* Task prompt
Return all the lines below in which the string "walkway" appears.

═══ Exercise inputs ═══

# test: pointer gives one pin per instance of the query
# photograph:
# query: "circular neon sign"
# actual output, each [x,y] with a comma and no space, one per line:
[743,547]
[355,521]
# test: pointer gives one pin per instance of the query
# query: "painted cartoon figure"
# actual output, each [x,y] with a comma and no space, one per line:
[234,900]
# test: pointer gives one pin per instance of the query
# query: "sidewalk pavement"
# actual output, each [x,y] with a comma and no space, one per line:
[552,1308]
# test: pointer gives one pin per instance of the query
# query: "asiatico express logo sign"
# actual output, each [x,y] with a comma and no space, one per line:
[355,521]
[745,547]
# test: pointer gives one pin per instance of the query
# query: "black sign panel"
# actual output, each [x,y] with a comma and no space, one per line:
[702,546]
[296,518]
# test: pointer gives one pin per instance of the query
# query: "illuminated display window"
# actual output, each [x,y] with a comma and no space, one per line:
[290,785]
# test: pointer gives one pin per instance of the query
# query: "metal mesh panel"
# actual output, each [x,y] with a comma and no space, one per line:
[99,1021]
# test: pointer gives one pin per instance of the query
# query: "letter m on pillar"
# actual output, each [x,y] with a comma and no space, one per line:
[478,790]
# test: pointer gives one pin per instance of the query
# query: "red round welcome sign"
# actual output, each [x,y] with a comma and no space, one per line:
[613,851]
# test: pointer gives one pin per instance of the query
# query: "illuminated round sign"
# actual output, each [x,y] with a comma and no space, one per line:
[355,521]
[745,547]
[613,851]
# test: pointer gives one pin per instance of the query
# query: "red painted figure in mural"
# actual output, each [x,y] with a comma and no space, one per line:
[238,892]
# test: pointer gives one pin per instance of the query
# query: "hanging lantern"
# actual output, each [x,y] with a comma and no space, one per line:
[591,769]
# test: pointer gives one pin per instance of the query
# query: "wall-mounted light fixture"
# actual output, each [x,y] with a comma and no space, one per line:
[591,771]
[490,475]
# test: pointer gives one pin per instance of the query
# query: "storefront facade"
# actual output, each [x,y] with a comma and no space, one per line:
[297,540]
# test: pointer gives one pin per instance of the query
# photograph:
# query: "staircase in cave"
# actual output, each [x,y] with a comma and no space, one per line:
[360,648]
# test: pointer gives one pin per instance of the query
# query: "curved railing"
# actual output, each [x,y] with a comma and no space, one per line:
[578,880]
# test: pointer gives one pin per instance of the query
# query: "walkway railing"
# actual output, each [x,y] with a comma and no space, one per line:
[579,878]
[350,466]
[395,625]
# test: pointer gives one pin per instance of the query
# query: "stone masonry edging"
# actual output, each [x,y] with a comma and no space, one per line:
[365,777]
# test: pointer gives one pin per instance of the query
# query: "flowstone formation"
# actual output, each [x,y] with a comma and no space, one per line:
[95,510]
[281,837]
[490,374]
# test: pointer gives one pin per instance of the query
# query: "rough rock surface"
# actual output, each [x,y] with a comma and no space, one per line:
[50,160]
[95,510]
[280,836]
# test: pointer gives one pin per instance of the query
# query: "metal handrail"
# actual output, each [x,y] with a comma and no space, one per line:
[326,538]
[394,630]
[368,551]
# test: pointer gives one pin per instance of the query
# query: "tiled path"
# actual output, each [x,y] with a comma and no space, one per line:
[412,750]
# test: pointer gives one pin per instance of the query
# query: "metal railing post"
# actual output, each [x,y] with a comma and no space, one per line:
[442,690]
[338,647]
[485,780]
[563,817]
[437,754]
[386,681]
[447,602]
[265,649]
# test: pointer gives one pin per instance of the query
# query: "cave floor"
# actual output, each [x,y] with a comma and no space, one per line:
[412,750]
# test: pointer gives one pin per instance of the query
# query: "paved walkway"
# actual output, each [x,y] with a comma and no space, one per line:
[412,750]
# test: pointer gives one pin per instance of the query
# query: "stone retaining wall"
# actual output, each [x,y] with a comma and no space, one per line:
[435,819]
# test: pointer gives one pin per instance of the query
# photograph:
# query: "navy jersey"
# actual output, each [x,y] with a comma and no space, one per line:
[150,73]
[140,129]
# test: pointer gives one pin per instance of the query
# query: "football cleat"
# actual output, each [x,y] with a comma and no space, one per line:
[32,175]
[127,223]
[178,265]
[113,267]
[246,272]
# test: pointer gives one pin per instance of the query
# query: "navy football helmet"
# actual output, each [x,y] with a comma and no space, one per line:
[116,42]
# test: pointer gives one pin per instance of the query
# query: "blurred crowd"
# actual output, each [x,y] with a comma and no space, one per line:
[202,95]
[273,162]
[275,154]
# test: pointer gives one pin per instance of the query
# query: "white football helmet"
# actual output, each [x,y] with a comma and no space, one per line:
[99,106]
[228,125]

═══

* Reply to the task
# query: "walkway railing"
# query: "paved walkway"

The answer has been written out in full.